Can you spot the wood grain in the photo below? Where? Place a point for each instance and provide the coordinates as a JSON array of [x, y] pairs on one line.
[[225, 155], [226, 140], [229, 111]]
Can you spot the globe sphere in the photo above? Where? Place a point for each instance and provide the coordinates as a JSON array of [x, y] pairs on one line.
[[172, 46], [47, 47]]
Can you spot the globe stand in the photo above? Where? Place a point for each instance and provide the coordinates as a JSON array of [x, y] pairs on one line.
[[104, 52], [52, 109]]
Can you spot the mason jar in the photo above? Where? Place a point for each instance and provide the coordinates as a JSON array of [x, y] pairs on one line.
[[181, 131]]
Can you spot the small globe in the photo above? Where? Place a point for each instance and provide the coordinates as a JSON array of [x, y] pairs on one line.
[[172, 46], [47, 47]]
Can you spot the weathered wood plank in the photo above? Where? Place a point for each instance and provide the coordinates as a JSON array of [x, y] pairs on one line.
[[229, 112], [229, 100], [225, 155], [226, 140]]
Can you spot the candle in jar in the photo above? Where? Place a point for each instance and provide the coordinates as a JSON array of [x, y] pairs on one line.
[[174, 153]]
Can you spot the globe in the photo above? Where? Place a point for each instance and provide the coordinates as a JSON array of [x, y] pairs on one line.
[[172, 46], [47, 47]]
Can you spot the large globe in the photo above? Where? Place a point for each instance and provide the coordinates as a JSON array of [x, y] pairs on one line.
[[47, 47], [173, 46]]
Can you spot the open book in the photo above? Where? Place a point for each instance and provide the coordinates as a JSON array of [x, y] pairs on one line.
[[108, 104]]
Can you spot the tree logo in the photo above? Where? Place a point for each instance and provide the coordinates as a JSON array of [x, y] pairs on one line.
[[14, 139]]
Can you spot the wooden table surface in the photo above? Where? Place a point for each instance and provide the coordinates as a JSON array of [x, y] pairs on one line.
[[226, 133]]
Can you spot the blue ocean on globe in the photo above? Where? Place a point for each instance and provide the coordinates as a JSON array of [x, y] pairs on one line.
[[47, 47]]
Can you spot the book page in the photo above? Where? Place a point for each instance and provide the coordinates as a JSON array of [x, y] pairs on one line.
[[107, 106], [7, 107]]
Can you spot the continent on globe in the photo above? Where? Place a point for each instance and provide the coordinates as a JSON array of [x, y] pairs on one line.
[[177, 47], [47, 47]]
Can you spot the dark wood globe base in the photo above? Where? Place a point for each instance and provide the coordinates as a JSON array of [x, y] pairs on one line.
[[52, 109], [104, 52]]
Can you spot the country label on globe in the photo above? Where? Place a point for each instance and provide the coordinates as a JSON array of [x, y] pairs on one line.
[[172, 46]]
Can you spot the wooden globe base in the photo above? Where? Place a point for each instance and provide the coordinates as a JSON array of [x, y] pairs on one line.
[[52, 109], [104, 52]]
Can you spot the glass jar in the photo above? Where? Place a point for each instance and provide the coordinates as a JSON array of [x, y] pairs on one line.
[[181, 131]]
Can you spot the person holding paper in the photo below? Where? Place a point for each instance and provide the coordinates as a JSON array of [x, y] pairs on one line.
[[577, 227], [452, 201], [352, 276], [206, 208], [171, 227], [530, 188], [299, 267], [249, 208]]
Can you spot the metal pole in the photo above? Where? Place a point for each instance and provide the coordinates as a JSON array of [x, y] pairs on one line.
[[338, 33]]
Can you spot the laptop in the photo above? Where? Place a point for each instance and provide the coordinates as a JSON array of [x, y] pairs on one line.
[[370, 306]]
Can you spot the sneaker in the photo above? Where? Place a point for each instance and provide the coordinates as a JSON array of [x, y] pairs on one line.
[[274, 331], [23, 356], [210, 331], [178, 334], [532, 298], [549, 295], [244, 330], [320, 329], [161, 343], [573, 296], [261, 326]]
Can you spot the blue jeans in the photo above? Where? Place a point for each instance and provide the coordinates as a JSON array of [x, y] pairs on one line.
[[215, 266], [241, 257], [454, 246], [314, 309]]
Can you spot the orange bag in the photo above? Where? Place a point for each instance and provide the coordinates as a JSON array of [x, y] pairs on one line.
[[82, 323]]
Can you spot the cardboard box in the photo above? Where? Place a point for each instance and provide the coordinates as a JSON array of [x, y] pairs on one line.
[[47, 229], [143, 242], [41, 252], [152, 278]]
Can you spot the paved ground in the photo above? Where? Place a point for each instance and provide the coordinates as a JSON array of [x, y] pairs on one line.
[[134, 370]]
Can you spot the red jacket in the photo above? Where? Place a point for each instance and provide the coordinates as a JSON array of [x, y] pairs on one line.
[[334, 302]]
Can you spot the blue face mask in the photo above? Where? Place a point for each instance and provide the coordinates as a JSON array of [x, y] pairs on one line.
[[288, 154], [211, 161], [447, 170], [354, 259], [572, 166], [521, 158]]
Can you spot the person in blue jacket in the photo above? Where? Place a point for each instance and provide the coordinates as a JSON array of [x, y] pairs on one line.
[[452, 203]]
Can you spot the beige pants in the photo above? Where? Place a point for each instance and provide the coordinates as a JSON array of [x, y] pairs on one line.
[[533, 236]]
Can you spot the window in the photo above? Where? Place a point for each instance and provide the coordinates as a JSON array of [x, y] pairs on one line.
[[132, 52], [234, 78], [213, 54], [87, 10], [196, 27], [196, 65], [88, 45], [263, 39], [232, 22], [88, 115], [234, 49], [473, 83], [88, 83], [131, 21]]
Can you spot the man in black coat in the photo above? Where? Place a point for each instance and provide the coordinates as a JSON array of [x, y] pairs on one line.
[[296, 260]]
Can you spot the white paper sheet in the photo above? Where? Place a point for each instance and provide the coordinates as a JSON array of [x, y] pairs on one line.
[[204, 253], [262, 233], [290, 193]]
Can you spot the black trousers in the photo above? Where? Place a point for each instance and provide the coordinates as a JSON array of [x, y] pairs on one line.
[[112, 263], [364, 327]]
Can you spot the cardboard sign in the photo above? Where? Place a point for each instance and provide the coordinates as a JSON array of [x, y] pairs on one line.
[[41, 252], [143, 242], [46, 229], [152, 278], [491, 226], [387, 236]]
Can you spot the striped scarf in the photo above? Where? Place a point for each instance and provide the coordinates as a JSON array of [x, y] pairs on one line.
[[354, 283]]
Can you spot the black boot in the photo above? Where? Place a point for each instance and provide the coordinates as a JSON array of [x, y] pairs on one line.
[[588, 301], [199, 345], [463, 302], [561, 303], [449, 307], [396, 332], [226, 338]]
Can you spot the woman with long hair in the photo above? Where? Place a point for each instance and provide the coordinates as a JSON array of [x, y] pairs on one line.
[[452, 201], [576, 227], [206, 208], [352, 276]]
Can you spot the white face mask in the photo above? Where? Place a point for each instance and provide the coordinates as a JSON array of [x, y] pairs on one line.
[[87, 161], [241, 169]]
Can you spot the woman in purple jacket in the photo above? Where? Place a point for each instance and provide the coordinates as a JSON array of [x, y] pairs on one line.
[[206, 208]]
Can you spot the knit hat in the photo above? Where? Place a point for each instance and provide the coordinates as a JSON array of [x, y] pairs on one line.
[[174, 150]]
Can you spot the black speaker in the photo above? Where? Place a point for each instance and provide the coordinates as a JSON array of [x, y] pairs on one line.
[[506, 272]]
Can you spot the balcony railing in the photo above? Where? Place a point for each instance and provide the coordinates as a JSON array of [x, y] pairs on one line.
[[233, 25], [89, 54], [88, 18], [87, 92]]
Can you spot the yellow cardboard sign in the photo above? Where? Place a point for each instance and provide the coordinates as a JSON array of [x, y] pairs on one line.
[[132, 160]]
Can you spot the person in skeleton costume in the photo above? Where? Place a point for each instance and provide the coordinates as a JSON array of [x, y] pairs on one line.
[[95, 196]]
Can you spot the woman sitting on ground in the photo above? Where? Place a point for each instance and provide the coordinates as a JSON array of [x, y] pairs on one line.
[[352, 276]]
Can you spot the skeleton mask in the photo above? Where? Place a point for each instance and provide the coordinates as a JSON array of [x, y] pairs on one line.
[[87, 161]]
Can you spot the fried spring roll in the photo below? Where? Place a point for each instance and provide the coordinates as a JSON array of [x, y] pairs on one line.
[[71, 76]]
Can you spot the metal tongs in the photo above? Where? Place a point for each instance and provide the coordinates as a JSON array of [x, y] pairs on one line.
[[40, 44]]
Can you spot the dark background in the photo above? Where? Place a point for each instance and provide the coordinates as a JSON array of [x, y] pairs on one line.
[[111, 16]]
---
• Gereksinimler:
"Can you spot the man" ifadesini içeren satırdan "[[354, 283]]" ifadesini içeren satıra kadar olan satırlarda "cardboard sign" adını "wooden sign" olarak değiştirip yalnızca bu satırları yeniden yaz; geri kalan her şey aynı kalsın.

• Nihai sonuç:
Can you spot the man in black coat in the photo above? Where? Place a point for each instance and provide the coordinates as a JSON array of [x, y] pairs on one line.
[[296, 260]]
Can you spot the white paper sheet in the photo above? Where? Place a point for each instance and provide the coordinates as a JSON array of [x, y] pairs on one line.
[[204, 253], [262, 233], [290, 193]]
Can you spot the black trousers in the photo above? Where? Place a point for each instance and provide the coordinates as a JSON array of [x, y] pairs on one line.
[[112, 263], [364, 327]]
Can you spot the wooden sign in the photo above? Where? Place a point for each instance and provide the coordinates as a JSON array of [x, y] pairs on one line.
[[41, 252], [143, 242], [46, 229], [152, 278], [491, 226], [387, 236]]
Can you spot the striped scarf in the photo above? Where? Place a point for each instance and provide the coordinates as a JSON array of [x, y] pairs on one line.
[[354, 283]]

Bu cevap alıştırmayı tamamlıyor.